### Given task:
Rewrite as a Markdown table with the columns "Row" and "Line" every line of the records below, from the one containing "Where can the building" down to the end of the records, leaving out blank lines.

[Position annotation records]
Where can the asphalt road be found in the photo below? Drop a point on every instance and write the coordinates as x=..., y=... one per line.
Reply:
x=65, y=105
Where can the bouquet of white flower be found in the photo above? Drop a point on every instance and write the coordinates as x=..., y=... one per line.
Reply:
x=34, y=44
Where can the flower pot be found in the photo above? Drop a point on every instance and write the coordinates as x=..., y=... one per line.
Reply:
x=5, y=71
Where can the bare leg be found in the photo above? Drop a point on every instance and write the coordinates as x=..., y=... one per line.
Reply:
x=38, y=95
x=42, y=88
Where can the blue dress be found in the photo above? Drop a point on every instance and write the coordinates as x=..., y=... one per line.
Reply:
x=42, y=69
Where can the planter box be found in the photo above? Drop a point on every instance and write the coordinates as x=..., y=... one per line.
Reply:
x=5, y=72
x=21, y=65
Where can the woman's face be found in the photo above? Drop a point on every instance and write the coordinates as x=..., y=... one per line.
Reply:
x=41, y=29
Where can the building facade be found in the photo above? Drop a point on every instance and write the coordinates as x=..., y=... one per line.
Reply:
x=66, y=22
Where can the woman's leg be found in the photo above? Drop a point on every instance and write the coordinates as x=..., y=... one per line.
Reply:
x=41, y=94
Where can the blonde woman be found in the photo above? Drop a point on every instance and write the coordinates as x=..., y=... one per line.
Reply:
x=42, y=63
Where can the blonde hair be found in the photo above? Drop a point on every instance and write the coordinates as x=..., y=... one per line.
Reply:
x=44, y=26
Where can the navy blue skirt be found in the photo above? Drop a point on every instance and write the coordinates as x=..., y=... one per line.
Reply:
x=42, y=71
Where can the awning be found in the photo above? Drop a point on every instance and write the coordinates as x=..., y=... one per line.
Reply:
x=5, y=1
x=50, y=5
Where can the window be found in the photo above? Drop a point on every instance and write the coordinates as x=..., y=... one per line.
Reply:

### Worked solution:
| Row | Line |
|---|---|
| 1 | Where can the building facade be found in the photo above? Drop a point on every instance and write the coordinates as x=..., y=... one per line. |
| 2 | Reply: |
| 3 | x=66, y=22 |
| 4 | Where can the woman's leg be found in the photo above? Drop a point on every instance and write the coordinates as x=..., y=... one per line. |
| 5 | Reply: |
| 6 | x=41, y=94 |
| 7 | Where can the blonde woman be found in the photo above? Drop a point on every instance and write the coordinates as x=..., y=... one per line. |
| 8 | Reply: |
| 9 | x=42, y=63 |
| 10 | Where can the blonde hair be found in the photo above? Drop a point on every instance and write the coordinates as x=..., y=... one per line. |
| 11 | Reply: |
| 12 | x=44, y=26 |
| 13 | Where can the navy blue skirt be found in the photo above? Drop a point on every instance and write the coordinates as x=..., y=... one per line. |
| 14 | Reply: |
| 15 | x=42, y=71 |
| 16 | Where can the awning be found in the photo above? Drop a point on every instance and write the coordinates as x=..., y=... one per line. |
| 17 | Reply: |
| 18 | x=5, y=1 |
| 19 | x=50, y=5 |
| 20 | Where can the window be found in the photo above? Drop a point on every instance and write the coordinates as x=..., y=... one per line. |
| 21 | Reply: |